学校に行かなくなって、自分の進むべき方向も分からなくなり、ファーストフードでのアルバイトはやめ、一度実家に帰った。時間だけはあって、なにか人のために動くことをしないと、という気持ちになった。誰かに、必要とされたかったのかもしれない。それで、たまたま募集をみた「不登校の子どもたちのためのフリースクール」にボランティアをしに行った。そこでは立ち上げたばかりで、子供達なんて一人もいなくって、大人たちの雑談会みたいな感じだった。そんな感じだったので、つまらなくてやめてしまったわけだけど。結局そこからの紹介をきっかけに(ざっくり言うと)障がいを持った子どもたちの学童保育?でアルバイトをすることにした。そして、19歳、初めて一人旅に出る。仕事は辞めずに、アルバイト先は2週間のお休みをくれた。僕が、旅に行きたいんです!そういったその言葉を受け止めてくれた理事長は年齢を重ねていくごとに筋力が低下していく筋ジストロフィーという病気があった。「僕にはできない、行きたいところに行ったらいい」、そう背中を押してくれた。その言葉に、感謝しかない。僕が行きたかったのは、カンボジアのアンコールワットだった。ベトナム戦争時代のカンボジアが舞台で、戦場カメラマン一ノ瀬泰造が主人公。『大切な人が死んでいくたびに、アンコールワットへの想いが強くなっていく』それは一ノ瀬の言葉、友人の死、不条理な出来事に直面しながらも、当時のカンボジア政権の管理管制下にあったアンコールワット、彼は国外退去になってまでも命がけで潜入し、撮影を試みている。そんな物語に惹きつけられた。アンコールワットが見たい、そんな想いで僕は旅立つのだった。

******************************

### 短い演習 1:
エントリの中から、文字列「bench」を含む行をすべて選び出して書き写してください。
エントリは本文の内容とは無関係です。

******************************

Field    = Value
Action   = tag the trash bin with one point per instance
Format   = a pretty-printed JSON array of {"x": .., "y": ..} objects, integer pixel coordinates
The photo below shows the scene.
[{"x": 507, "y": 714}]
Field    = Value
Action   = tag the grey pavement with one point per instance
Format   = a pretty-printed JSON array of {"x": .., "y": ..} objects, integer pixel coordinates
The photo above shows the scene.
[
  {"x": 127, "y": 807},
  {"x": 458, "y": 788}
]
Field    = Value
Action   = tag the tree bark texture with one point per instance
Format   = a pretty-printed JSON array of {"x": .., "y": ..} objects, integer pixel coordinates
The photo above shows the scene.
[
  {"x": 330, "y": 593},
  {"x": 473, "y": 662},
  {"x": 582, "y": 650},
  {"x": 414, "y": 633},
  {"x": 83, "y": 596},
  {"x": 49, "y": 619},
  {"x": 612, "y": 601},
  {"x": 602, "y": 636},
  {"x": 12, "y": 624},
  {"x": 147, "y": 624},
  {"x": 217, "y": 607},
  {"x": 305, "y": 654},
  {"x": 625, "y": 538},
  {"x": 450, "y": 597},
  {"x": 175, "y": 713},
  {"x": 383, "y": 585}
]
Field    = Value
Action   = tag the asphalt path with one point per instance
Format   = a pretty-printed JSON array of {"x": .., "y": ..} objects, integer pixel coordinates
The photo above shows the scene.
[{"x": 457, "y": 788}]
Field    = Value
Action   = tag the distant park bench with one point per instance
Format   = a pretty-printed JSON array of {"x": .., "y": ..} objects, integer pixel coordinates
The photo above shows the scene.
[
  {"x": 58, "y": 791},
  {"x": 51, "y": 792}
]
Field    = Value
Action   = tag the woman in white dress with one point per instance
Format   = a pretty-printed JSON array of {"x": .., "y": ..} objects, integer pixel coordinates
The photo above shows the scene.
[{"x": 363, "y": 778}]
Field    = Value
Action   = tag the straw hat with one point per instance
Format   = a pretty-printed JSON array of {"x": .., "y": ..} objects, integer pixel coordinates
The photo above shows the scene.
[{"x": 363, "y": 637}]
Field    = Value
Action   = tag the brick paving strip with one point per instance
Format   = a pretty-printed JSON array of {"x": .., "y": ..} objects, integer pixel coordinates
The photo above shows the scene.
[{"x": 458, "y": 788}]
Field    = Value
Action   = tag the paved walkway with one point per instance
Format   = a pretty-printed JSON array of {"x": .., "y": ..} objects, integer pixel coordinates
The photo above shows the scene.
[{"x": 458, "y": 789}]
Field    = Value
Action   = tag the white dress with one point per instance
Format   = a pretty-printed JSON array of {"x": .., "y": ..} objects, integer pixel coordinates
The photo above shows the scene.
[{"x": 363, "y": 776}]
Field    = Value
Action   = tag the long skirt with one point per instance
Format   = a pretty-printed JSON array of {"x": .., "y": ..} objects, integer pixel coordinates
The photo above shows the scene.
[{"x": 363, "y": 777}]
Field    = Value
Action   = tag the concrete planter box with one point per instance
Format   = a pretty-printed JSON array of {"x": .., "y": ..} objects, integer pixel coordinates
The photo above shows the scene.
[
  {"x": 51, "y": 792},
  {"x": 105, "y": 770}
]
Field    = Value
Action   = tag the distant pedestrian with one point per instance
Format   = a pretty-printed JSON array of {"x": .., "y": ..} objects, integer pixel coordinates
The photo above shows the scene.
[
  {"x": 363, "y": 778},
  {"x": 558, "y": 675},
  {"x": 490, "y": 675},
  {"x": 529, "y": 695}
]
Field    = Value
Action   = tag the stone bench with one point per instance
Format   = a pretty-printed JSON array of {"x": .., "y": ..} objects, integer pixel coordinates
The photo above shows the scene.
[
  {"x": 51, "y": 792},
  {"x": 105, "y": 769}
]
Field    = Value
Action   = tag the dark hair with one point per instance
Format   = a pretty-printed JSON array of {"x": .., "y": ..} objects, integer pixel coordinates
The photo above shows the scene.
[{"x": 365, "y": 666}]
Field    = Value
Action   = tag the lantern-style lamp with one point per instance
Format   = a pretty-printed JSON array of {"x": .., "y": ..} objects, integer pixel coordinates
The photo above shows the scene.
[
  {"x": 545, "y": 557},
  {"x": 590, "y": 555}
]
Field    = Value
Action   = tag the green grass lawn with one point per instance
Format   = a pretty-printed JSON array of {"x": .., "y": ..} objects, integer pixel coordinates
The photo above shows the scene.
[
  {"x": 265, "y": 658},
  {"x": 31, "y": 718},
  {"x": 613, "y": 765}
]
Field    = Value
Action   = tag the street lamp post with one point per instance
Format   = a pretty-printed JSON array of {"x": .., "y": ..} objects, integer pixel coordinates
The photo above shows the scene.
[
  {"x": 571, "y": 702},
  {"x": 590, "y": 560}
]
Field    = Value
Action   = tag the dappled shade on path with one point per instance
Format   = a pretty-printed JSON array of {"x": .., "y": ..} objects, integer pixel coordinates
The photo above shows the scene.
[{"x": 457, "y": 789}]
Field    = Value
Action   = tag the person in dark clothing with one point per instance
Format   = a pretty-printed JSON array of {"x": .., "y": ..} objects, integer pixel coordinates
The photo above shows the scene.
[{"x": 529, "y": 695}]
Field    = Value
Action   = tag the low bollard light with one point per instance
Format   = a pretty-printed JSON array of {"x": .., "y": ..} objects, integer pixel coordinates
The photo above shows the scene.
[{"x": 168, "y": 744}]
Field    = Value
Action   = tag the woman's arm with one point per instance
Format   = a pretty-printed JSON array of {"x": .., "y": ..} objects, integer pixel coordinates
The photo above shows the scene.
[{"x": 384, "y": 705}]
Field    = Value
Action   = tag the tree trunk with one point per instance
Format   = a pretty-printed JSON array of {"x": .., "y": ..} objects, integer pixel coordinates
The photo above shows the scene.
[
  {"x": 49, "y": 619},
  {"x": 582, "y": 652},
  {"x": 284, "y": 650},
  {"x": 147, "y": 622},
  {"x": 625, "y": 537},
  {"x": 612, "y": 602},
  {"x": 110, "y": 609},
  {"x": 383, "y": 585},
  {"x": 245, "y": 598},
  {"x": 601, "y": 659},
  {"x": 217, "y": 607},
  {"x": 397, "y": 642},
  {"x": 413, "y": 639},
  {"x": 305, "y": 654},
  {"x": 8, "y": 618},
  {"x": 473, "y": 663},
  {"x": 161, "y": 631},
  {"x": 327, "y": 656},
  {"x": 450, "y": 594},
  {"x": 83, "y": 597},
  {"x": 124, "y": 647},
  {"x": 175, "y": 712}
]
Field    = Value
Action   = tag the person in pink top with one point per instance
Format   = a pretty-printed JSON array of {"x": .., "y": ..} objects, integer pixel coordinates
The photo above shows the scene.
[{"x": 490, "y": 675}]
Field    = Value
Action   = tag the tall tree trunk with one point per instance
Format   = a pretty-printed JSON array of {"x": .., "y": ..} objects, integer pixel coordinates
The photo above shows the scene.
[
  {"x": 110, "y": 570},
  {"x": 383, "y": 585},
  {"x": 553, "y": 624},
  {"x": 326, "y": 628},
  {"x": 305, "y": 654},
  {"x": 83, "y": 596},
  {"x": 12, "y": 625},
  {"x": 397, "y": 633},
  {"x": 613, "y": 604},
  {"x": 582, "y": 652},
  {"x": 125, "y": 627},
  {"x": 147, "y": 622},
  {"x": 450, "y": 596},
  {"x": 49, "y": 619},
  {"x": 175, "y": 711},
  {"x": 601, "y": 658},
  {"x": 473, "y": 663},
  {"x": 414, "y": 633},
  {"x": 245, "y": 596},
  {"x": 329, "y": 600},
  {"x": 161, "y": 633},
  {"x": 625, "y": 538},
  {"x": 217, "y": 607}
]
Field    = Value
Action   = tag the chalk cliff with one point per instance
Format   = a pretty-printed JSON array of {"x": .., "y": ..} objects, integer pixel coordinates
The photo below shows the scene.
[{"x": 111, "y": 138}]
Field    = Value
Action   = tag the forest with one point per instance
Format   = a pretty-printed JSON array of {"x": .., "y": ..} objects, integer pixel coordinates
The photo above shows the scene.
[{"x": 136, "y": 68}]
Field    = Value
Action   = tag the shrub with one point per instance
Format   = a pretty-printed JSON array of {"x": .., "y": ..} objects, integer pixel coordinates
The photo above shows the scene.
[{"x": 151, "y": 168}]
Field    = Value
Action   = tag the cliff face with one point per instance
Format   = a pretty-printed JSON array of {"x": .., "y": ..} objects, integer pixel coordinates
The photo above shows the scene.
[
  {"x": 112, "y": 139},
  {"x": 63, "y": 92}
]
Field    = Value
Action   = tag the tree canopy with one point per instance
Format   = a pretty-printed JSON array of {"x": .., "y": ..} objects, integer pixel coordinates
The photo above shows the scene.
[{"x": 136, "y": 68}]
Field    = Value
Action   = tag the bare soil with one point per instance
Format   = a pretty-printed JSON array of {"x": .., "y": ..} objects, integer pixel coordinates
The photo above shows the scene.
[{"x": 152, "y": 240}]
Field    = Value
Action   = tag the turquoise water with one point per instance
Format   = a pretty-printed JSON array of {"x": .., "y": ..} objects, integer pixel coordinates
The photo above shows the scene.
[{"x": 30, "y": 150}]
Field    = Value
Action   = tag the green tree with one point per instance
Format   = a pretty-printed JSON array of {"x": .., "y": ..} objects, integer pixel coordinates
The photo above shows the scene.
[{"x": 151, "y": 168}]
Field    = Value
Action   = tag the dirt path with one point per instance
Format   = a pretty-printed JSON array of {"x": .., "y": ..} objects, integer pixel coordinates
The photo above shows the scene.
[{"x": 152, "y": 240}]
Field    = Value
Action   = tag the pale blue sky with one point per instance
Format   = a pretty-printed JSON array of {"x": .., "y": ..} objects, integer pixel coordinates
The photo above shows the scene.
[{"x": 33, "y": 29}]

******************************

### 短い演習 2:
本文について、次の問いに答えてください。
(a) 初めて一人旅に出たのは何歳のときですか。
(b) アルバイト先がくれた休みは何週間でしたか。
(c) 物語の主人公である戦場カメラマンの名前は何ですか。

### 正解 1:
Action   = tag the distant park bench with one point per instance
Action   = tag the stone bench with one point per instance

### 正解 2:
(a) 19歳
(b) 2週間
(c) 一ノ瀬泰造